--- STUDY TEXT ---
§
Sam Altman is going all-in on Artificial General Intelligence (AGI). In a reflective post on X (formerly Twitter), the OpenAI CEO highlighted three key areas where he believes AGI will have the most transformative impact, including accelerating scientific research, boosting companies, and empowering individuals to achieve their personal goals.

The post comes hours after two major announcements from OpenAI in the field of AI this week. OpenAI had revealed that an internal general-purpose reasoning model had autonomously disproved a long-standing conjecture in discrete geometry, known as the Erdős unit distance problem, which was first posed in 1946.

The result was verified and refined by leading mathematicians, marking the first time an AI system has autonomously solved a prominent open problem in mathematics, says OpenAI. Altman called the development “great to announce the unit distance result,” framing it as a prime example of AGI accelerating research.

Altman’s plans to lead with personal AGI frontier

While celebrating progress in research and enterprise applications, Altman laid emphasis on a third priority – personal AGI. He stated that personal AGI should be accelerating everyone in achieving their goals, and that OpenAI now needs to increase its efforts to make it happen.

Despite most of the industry still being concerned about AGI at this early stage, Altman’s vision aligns with the broader industry narrative about democratising powerful AI tools, making it available beyond corporations and research labs. This could potentially enable individuals in creativity, education, problem-solving, and personal development.

With Altman clarifying his intentions on the heels of the failed lawsuit from Elon Musk, it highlights OpenAI’s aggressive push for the next stage in AI, despite the intensifying competition and preparations for a potential IPO for the company this year. 

Altman’s post drew significant attention, with users expressing both enthusiasm for the vision and sharp criticism. 

Most of his followers welcomed the emphasis on personal empowerment, with one noting: “The third point resonates well. AGI accelerating research and companies would be huge, but personal AGI helping everyone pursue their own goals could be the most life-changing part.”

Others highlighted practical early examples, such as a platform where “a 6 year old kid is shipping apps” thanks to AI tools. Another one expressed optimism about the upcoming times, stating, “welcome to era of AGI.”

However, a substantial chunk of followers called out Altman for depriving access to the popular GPT-4o model – the LLM that was popular. Many users referenced the #keep4o movement and accused OpenAI of backtracking on personal AI capabilities. Numerous replies claimed GPT-4o already served as “personal AGI” for millions, citing emotional support, creative partnership, and personal growth testimonies. Some frustrated users wrote, “You already built it. It was called GPT-4o. You took it away,” and “So tired of your bullshit hype… Give us back our 4o.”

Altman didn’t respond to the concerns.

Altman’s support for startups

Earlier, Altman announced that OpenAI is offering $2 million worth of API credits (tokens) to every startup in the current Y Combinator (YC) batch in exchange for equity. With approximately 169 companies in the cohort, the move could represent hundreds of millions in committed compute resources.

This “compute-for-equity” deal positions OpenAI to gain stakes across a broad collection of early-stage AI-native companies while providing founders with substantial resources to build and scale. Altman expressed excitement about “tokenmaxxing startups” and their potential innovations.
§
--- GIVEN DATA ---

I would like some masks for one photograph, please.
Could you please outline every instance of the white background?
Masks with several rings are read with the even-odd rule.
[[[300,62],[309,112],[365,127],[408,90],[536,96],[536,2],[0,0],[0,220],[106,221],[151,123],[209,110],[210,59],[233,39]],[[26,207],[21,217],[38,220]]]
§
--- ACTIVITY LIST ---
**1)** According to the article on Altman's AGI post, in which areas could powerful AI tools potentially enable individuals?
**2)** Can you quote the article on Altman's AGI post, starting with "However, a substantial" and going on through "to the concerns."?
The data plays no part in any of this.

--- EXPECTED RESULTS ---
**1)** Creativity, education, problem-solving, and personal development.

**2)**
However, a substantial chunk of followers called out Altman for depriving access to the popular GPT-4o model – the LLM that was popular. Many users referenced the #keep4o movement and accused OpenAI of backtracking on personal AI capabilities. Numerous replies claimed GPT-4o already served as “personal AGI” for millions, citing emotional support, creative partnership, and personal growth testimonies. Some frustrated users wrote, “You already built it. It was called GPT-4o. You took it away,” and “So tired of your bullshit hype… Give us back our 4o.”

Altman didn’t respond to the concerns.